*** Document extract ***

Frank Albohn, the groundskeeper, asked if I had a moment, and in a side room he and his crew presented me with the pitching rubber. They’d spent the night before exhuming it from the mound, then had it signed by my teammates and the plate umpire, Ted Hendry. The groundskeepers signed the rubber as well. I was struck by their generosity, and then by the amount of work it must have taken.

Albohn was built low and wiry, like a middle infielder or a center fielder. The old-timers around the team, the ones from the neighborhood who raked the infield or mowed the grass or knocked mud from our spikes, would say that Frank indeed had been a ballplayer. He’d been fast and sure-handed, enough so that the New York Giants had had him in for a tryout. When they didn’t have him back, Albohn went to work at a machine shop near Yankee Stadium. There, he’d had an accident. Years later, when he was grooming the area around
home plate or meticulously laying the foul lines before a game or hustling across the field when the rains came, you’d have to look closely to see that one of those machine blades from the shop had fired unexpectedly, taking off most of Albohn’s left hand.

Gradually, the clubhouse cleared, and soon there was another game. I sat on the bench with hardly a care, staring out to the field, still amazed at what had happened there just yesterday. Baseball rarely stops to consider the game before, but on that Sunday morning there was a pause, at least for me, before starting up again. We won and moved into first place, tied with the Blue Jays, for the last time that season.

*** End of Document extract ***
*** Data listing ***

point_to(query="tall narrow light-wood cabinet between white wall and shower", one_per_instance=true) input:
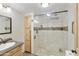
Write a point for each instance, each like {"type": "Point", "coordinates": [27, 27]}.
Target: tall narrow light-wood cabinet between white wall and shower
{"type": "Point", "coordinates": [27, 30]}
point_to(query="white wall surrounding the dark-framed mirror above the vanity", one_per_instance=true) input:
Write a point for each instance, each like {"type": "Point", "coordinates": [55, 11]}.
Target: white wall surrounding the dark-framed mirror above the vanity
{"type": "Point", "coordinates": [17, 25]}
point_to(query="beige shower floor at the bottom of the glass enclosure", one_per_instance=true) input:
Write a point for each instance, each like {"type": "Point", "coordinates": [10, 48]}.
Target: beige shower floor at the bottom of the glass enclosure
{"type": "Point", "coordinates": [49, 53]}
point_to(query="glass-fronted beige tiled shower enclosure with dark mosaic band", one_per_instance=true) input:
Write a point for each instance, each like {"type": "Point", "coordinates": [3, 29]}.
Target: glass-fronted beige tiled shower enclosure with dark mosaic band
{"type": "Point", "coordinates": [50, 34]}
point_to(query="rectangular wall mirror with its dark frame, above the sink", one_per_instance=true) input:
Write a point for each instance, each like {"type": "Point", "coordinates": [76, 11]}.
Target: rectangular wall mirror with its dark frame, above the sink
{"type": "Point", "coordinates": [5, 25]}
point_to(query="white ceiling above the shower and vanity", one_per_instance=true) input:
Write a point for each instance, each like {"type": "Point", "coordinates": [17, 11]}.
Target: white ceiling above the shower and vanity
{"type": "Point", "coordinates": [36, 8]}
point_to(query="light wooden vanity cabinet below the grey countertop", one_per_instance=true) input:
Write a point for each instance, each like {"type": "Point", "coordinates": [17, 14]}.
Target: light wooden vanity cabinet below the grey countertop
{"type": "Point", "coordinates": [15, 52]}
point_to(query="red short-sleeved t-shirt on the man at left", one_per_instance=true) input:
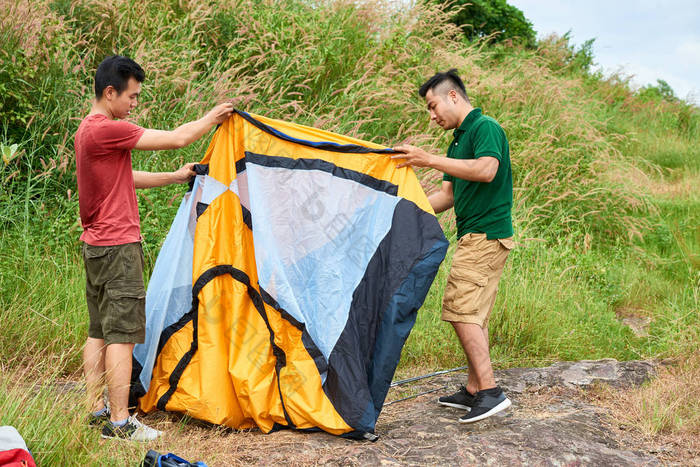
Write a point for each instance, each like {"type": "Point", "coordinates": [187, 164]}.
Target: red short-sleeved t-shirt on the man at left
{"type": "Point", "coordinates": [109, 211]}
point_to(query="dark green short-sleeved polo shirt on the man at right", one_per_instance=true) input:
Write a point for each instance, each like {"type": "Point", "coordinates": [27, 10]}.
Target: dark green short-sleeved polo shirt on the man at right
{"type": "Point", "coordinates": [482, 207]}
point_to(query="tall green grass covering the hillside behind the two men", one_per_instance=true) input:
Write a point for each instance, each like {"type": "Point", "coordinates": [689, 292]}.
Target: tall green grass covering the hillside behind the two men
{"type": "Point", "coordinates": [347, 67]}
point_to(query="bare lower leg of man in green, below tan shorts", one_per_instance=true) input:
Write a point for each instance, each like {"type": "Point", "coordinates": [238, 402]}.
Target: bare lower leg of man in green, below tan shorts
{"type": "Point", "coordinates": [474, 340]}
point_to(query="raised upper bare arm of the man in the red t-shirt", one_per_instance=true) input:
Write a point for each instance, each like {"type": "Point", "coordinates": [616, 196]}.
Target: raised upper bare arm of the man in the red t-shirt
{"type": "Point", "coordinates": [153, 140]}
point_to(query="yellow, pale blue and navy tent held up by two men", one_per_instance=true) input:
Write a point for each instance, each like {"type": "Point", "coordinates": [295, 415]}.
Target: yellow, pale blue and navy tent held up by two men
{"type": "Point", "coordinates": [288, 283]}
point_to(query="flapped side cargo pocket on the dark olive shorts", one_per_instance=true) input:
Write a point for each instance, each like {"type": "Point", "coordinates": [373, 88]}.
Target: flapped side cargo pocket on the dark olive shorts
{"type": "Point", "coordinates": [127, 306]}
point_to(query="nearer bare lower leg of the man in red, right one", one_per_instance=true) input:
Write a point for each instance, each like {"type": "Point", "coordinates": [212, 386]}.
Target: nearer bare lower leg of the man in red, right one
{"type": "Point", "coordinates": [118, 374]}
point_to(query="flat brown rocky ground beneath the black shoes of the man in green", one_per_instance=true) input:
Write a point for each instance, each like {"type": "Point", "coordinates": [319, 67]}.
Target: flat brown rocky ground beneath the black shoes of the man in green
{"type": "Point", "coordinates": [548, 424]}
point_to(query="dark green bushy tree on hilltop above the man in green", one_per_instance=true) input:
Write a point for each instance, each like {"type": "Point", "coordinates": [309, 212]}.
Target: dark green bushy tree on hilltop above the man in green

*** End of Data listing ***

**Activity list:**
a. Reproduce the groundskeeper passage word for word, covering the stretch from "Albohn was built" through "Albohn’s left hand.".
b. According to the groundskeeper passage, where did Albohn go to work after the New York Giants did not bring him back?
c. Continue the groundskeeper passage, picking up after its final sentence.
These entries have no connection to the groundskeeper passage.

**Responses for each task:**
a.
Albohn was built low and wiry, like a middle infielder or a center fielder. The old-timers around the team, the ones from the neighborhood who raked the infield or mowed the grass or knocked mud from our spikes, would say that Frank indeed had been a ballplayer. He’d been fast and sure-handed, enough so that the New York Giants had had him in for a tryout. When they didn’t have him back, Albohn went to work at a machine shop near Yankee Stadium. There, he’d had an accident. Years later, when he was grooming the area around
home plate or meticulously laying the foul lines before a game or hustling across the field when the rains came, you’d have to look closely to see that one of those machine blades from the shop had fired unexpectedly, taking off most of Albohn’s left hand.

b. He went to work at a machine shop near Yankee Stadium.

c.
Six days later, in Kansas City, I pitched again. The first batter of the bottom of the first inning, Greg Gagne, got just enough of a cutter to push it over Mattingly’s head and down the right-field line. It was a decent pitch. I watched the ball roll untouched and Gagne run hard into second base, and I turned to Nokes and thought again about the game, how it honors itself in its relentlessness.

Behind the mound, I waited, my glove on my left hand. I wanted the ball. I wanted to pitch.

CHAPTER 19

M
y parents believed my missing hand was a responsibility to be lived up to.

I didn’t always get it.

How do you honor something that doesn’t exist? I searched the length of my right arm and saw emptiness.

They saw potential.

I suspected limitation.

They saw an opportunity for resiliency, of body and spirit. They saw hope for me, and then for others.

There is a white box in Tim Mead’s office at Angel Stadium that once had been emptied of ten reams of copier paper. Over two decades, Mead carted it around, lugged it into new offices, cleared space for it in new closets, slid it across new carpeting and old linoleum, and nudged it into corners with his foot.

The box had grown out of a single red folder in Mead’s right-hand desk drawer—a tab, center-right, labeled it
ABBOTT, JIM
—to what it is today, a dozen 8 ½-by-14 red folders, some yawning with crispy newspaper clippings, lustrous magazine pages, and forgotten game programs.

In those files, however, there are mostly children, boys and girls who innocently reached out and touched my hand, and who smiled, and who—I hope—dreamed. Their every new level, like mine, would be a gift.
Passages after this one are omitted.